(Rows from a pointing dataset)
——————

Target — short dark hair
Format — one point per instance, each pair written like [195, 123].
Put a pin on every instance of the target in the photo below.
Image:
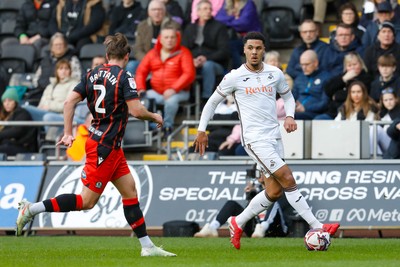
[117, 46]
[254, 36]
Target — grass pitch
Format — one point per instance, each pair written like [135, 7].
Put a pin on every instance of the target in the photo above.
[59, 251]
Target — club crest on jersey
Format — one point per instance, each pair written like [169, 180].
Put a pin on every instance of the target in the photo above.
[132, 83]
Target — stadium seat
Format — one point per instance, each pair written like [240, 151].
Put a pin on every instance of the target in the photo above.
[280, 20]
[8, 14]
[88, 52]
[137, 134]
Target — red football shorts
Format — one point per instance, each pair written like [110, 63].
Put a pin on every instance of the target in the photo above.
[100, 169]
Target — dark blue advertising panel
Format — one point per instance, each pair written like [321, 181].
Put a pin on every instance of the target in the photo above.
[359, 195]
[17, 183]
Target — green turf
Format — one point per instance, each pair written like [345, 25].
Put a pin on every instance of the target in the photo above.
[59, 251]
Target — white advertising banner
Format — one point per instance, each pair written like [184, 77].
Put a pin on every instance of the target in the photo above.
[356, 195]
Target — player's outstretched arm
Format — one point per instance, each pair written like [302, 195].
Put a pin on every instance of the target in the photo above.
[137, 110]
[201, 141]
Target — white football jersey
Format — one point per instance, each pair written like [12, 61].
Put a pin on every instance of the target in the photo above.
[255, 97]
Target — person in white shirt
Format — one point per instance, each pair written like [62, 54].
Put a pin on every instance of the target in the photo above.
[254, 86]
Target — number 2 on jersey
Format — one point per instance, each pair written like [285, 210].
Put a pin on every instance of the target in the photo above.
[99, 100]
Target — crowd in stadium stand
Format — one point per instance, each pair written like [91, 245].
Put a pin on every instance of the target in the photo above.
[364, 50]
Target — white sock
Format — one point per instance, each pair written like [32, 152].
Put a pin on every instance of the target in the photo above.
[259, 203]
[146, 242]
[299, 203]
[215, 224]
[36, 208]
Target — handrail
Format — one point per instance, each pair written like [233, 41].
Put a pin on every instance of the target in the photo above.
[186, 123]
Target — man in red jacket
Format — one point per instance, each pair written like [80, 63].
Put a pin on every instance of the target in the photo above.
[172, 73]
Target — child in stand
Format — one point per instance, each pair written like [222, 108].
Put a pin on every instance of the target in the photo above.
[387, 77]
[390, 110]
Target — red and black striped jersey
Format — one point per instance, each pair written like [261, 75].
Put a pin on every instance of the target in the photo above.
[107, 88]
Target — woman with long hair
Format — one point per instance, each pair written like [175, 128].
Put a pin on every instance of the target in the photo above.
[358, 105]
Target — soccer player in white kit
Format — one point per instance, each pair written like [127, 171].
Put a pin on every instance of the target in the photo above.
[254, 86]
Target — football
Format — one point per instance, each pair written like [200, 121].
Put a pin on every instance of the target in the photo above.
[317, 239]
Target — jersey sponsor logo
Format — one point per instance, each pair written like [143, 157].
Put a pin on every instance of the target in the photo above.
[103, 74]
[132, 83]
[107, 213]
[255, 90]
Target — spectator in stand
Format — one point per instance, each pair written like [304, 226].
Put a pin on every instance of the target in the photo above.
[336, 87]
[348, 14]
[82, 22]
[98, 60]
[358, 105]
[226, 110]
[172, 73]
[384, 13]
[15, 139]
[273, 58]
[241, 17]
[148, 31]
[55, 93]
[386, 44]
[309, 37]
[387, 77]
[207, 39]
[58, 49]
[273, 222]
[125, 18]
[216, 6]
[345, 42]
[174, 9]
[308, 91]
[390, 110]
[32, 24]
[393, 131]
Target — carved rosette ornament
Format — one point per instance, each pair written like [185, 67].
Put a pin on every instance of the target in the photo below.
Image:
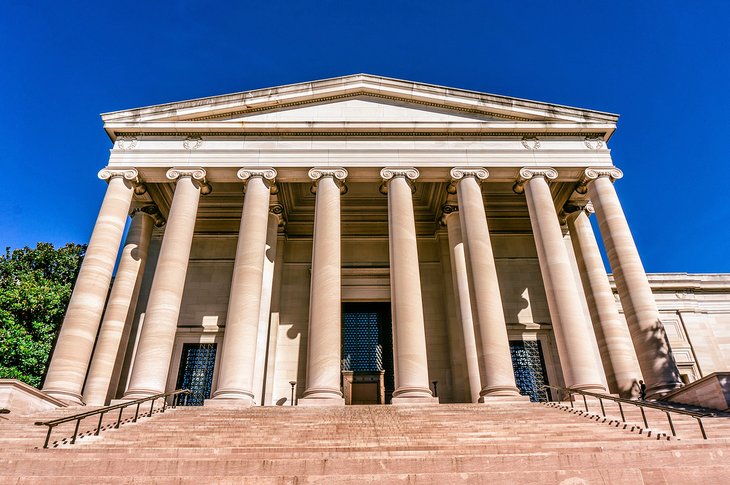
[531, 142]
[593, 173]
[126, 142]
[192, 142]
[389, 173]
[594, 143]
[130, 174]
[528, 173]
[268, 175]
[338, 174]
[195, 173]
[458, 173]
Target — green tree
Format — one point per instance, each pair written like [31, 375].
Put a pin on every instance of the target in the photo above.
[35, 287]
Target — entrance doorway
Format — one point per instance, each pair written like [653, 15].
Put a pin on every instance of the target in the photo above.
[367, 353]
[529, 367]
[196, 371]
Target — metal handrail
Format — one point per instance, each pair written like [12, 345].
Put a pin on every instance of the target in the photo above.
[640, 404]
[121, 406]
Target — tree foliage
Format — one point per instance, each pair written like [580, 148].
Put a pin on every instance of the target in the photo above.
[35, 287]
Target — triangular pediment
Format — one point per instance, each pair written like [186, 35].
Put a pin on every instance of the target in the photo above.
[360, 109]
[357, 99]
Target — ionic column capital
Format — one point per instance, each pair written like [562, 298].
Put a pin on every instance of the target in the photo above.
[152, 211]
[459, 173]
[410, 174]
[130, 174]
[528, 173]
[268, 175]
[196, 173]
[446, 211]
[593, 173]
[338, 174]
[278, 211]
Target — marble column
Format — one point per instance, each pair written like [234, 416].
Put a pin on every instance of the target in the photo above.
[238, 356]
[156, 341]
[72, 352]
[409, 335]
[460, 278]
[614, 340]
[642, 315]
[325, 299]
[581, 369]
[267, 291]
[497, 374]
[121, 300]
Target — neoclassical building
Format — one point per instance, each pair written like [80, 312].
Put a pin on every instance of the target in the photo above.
[370, 240]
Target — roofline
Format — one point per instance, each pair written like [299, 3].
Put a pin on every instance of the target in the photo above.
[311, 85]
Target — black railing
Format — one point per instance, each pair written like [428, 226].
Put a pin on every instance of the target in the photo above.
[176, 396]
[667, 410]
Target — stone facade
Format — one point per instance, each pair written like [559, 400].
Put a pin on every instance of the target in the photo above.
[257, 215]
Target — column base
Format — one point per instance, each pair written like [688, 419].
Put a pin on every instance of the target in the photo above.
[497, 399]
[414, 401]
[69, 398]
[324, 401]
[493, 392]
[237, 403]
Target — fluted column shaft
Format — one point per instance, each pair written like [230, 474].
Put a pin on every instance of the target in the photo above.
[122, 298]
[460, 279]
[238, 357]
[614, 339]
[156, 341]
[75, 344]
[581, 369]
[642, 315]
[323, 344]
[409, 336]
[497, 375]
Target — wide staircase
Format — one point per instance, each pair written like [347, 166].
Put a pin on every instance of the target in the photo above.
[449, 443]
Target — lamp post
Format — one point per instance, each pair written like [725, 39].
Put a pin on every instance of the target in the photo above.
[292, 383]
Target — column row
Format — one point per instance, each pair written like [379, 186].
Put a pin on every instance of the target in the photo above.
[475, 279]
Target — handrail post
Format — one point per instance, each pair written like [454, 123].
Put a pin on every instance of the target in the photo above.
[643, 416]
[671, 424]
[48, 437]
[621, 410]
[76, 431]
[702, 427]
[119, 419]
[98, 426]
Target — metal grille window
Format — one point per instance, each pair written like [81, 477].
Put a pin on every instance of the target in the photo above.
[367, 340]
[529, 367]
[362, 352]
[196, 371]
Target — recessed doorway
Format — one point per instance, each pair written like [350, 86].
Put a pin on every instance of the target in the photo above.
[367, 353]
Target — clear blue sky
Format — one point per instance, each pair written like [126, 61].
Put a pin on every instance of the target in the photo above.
[664, 66]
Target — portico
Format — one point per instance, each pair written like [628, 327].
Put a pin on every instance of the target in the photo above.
[257, 215]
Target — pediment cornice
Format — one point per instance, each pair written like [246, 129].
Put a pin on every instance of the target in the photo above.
[207, 114]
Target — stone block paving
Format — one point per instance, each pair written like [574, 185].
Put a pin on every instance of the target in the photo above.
[449, 443]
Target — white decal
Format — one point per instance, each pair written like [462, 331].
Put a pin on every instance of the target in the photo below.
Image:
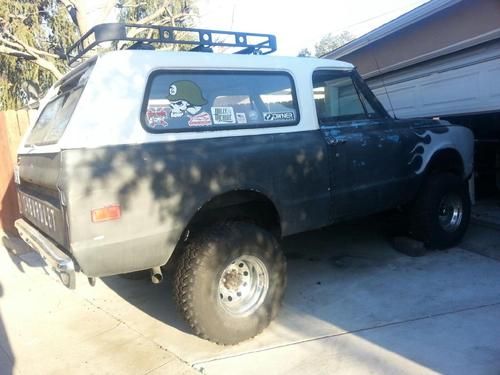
[201, 119]
[253, 116]
[279, 116]
[241, 118]
[223, 115]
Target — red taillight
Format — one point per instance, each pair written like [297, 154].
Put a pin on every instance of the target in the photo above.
[106, 213]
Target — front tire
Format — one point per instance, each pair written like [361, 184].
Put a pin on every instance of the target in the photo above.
[441, 213]
[230, 282]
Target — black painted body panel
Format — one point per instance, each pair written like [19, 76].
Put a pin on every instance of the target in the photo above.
[160, 187]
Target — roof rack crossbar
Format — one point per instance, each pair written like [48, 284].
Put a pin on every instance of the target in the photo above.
[201, 39]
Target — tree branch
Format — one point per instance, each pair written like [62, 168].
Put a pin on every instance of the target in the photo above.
[4, 50]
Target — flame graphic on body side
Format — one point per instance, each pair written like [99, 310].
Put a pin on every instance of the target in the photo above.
[429, 142]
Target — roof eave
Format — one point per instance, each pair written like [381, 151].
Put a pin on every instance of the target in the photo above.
[407, 19]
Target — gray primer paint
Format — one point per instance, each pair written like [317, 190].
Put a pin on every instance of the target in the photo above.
[374, 166]
[161, 186]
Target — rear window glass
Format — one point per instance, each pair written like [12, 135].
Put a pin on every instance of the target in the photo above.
[215, 100]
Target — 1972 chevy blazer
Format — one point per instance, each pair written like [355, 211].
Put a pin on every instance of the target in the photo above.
[143, 157]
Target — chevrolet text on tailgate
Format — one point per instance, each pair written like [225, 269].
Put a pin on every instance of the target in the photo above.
[206, 161]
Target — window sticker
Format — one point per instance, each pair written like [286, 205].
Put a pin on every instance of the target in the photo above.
[203, 119]
[279, 116]
[253, 116]
[223, 115]
[157, 116]
[241, 118]
[185, 104]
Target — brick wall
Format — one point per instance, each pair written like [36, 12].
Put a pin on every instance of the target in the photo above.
[12, 126]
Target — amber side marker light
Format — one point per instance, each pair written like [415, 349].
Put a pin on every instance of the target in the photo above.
[106, 213]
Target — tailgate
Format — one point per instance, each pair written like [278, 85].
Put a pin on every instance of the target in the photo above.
[39, 196]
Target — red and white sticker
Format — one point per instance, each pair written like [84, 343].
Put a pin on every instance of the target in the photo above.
[241, 118]
[157, 116]
[202, 119]
[223, 115]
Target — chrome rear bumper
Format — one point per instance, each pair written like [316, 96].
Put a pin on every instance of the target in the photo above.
[61, 263]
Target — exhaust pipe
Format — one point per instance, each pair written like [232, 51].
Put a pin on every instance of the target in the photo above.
[156, 275]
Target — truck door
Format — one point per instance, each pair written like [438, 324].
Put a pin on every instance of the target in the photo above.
[367, 163]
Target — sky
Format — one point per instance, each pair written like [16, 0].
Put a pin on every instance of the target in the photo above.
[296, 24]
[300, 24]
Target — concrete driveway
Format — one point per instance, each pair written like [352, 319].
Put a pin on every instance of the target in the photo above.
[353, 305]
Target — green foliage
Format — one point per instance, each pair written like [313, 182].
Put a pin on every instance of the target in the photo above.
[330, 41]
[178, 13]
[41, 24]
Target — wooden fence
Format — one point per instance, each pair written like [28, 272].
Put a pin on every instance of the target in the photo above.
[13, 124]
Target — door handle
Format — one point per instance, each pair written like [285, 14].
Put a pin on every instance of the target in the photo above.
[335, 141]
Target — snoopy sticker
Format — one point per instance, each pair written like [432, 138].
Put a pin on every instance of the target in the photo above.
[186, 101]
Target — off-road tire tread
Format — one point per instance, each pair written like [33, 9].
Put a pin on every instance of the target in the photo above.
[421, 227]
[192, 257]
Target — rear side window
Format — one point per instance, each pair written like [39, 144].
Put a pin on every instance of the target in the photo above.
[187, 101]
[55, 116]
[337, 98]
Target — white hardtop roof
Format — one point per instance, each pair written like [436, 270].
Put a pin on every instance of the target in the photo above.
[200, 60]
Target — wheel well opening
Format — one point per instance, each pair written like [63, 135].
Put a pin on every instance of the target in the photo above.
[235, 205]
[447, 160]
[239, 204]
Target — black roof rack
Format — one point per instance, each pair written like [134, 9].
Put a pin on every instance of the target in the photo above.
[202, 39]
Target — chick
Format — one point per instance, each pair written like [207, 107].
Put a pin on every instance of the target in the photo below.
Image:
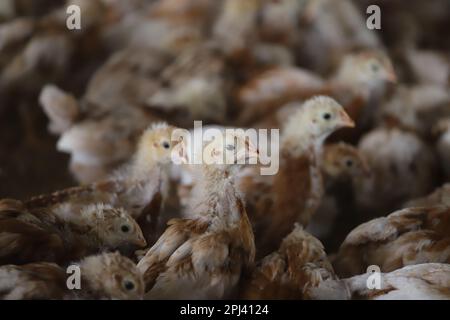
[280, 22]
[265, 92]
[30, 233]
[202, 257]
[403, 167]
[276, 202]
[342, 164]
[442, 129]
[357, 84]
[332, 29]
[236, 27]
[96, 130]
[290, 272]
[44, 49]
[194, 87]
[405, 237]
[105, 276]
[426, 281]
[140, 187]
[417, 108]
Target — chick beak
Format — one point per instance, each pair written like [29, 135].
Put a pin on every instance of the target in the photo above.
[391, 76]
[141, 242]
[366, 170]
[346, 121]
[253, 152]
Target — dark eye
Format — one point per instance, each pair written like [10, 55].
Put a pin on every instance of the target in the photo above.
[375, 67]
[230, 147]
[166, 145]
[128, 285]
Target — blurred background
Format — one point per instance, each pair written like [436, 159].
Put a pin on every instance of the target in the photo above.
[72, 102]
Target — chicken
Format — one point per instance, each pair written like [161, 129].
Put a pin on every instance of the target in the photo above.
[194, 87]
[105, 276]
[202, 257]
[403, 167]
[417, 108]
[426, 281]
[358, 84]
[341, 165]
[140, 187]
[44, 48]
[29, 234]
[331, 30]
[429, 67]
[280, 22]
[236, 27]
[96, 131]
[405, 237]
[440, 196]
[290, 272]
[442, 129]
[167, 26]
[276, 202]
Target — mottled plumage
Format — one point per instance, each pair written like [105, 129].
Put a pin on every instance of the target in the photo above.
[32, 234]
[105, 276]
[290, 272]
[405, 237]
[204, 256]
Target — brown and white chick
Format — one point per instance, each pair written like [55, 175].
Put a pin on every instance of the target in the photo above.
[426, 281]
[140, 187]
[442, 129]
[105, 276]
[417, 108]
[403, 167]
[293, 194]
[332, 29]
[194, 87]
[202, 257]
[31, 234]
[405, 237]
[358, 84]
[101, 129]
[235, 29]
[341, 165]
[290, 272]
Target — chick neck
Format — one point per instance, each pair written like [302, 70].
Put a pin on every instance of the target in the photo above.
[217, 192]
[301, 136]
[92, 270]
[145, 162]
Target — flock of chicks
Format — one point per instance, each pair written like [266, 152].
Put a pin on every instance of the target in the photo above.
[140, 226]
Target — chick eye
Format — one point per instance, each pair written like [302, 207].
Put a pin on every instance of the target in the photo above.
[165, 145]
[230, 147]
[128, 285]
[375, 67]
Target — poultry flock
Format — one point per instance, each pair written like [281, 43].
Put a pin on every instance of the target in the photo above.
[364, 149]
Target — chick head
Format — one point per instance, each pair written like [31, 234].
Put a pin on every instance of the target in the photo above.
[114, 227]
[113, 276]
[160, 144]
[369, 67]
[230, 147]
[317, 118]
[344, 160]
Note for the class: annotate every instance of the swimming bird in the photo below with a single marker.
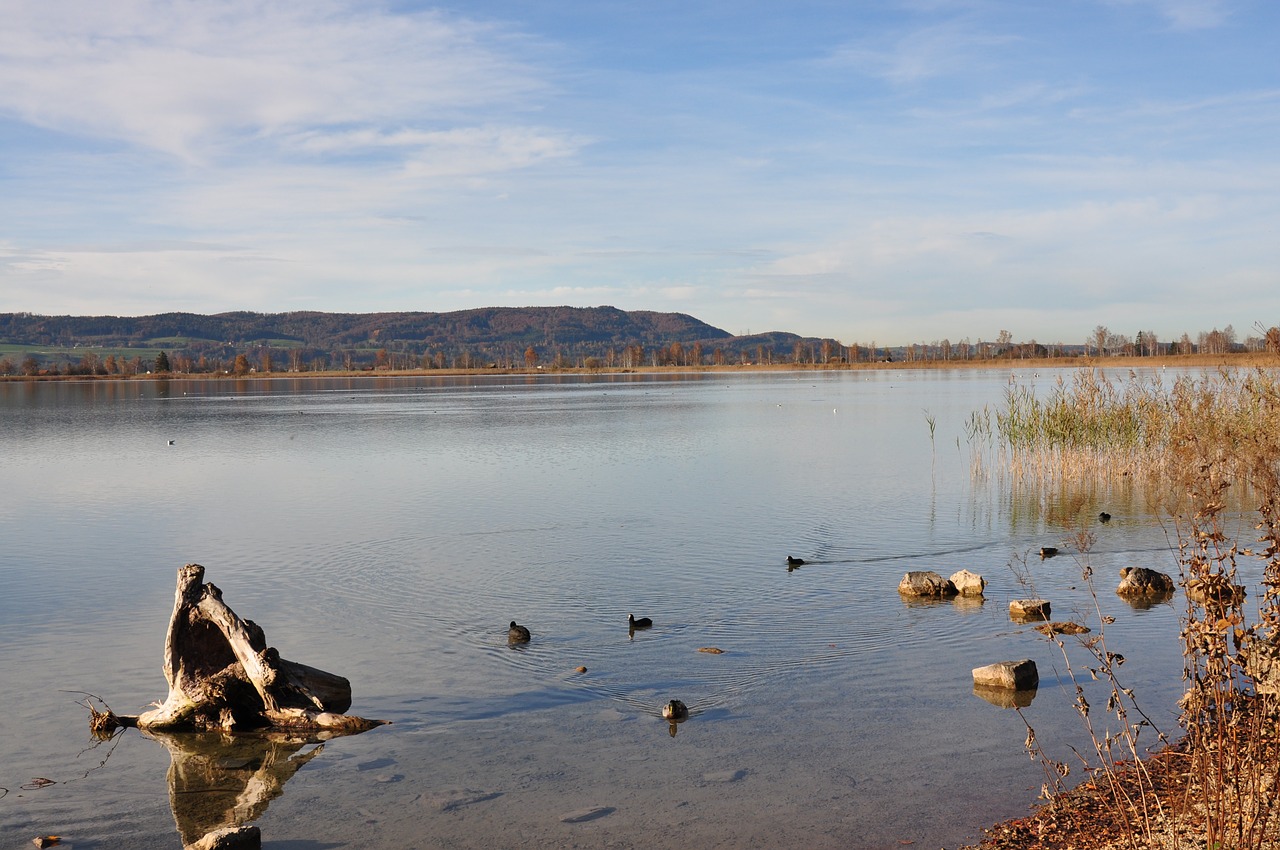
(517, 634)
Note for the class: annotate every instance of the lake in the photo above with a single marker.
(388, 529)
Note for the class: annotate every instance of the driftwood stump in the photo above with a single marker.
(223, 676)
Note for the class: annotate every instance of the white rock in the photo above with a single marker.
(968, 584)
(1015, 675)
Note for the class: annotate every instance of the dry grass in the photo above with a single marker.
(1211, 442)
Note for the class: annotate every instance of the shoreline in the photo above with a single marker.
(1243, 360)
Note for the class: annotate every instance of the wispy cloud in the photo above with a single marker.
(920, 54)
(1187, 14)
(199, 78)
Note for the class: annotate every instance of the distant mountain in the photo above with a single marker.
(485, 336)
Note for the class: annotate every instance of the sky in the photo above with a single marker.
(868, 170)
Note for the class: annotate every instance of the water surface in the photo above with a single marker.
(388, 529)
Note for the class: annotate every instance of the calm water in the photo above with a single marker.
(389, 529)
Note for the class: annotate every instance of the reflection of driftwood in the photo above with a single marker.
(219, 782)
(223, 676)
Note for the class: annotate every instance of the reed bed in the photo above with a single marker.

——————

> **WRITTEN REQUEST**: The required output is the exact sequence of lines from the one containing "Note for the class: annotate every instance of the distant" through the end of the listing, both endpoints included.

> **CORRECT OUTPUT**:
Note for the class: annotate every instance of the distant mountain in the photo above with a single marker.
(485, 336)
Note for the class: annotate every instance of the sky in the photo above with a single marker.
(868, 170)
Note for the class: annotate every instance of the water surface in the photo above with a single marker.
(388, 529)
Note for the class: annotate every instance of the calm water in the photo above with a single marker.
(389, 529)
Note for the class: annotate every instance of the reflection of driftwood in the photo above with a single marker.
(219, 782)
(223, 676)
Note for the class: annotate every instance of the reed bed in the photo above with a single marker.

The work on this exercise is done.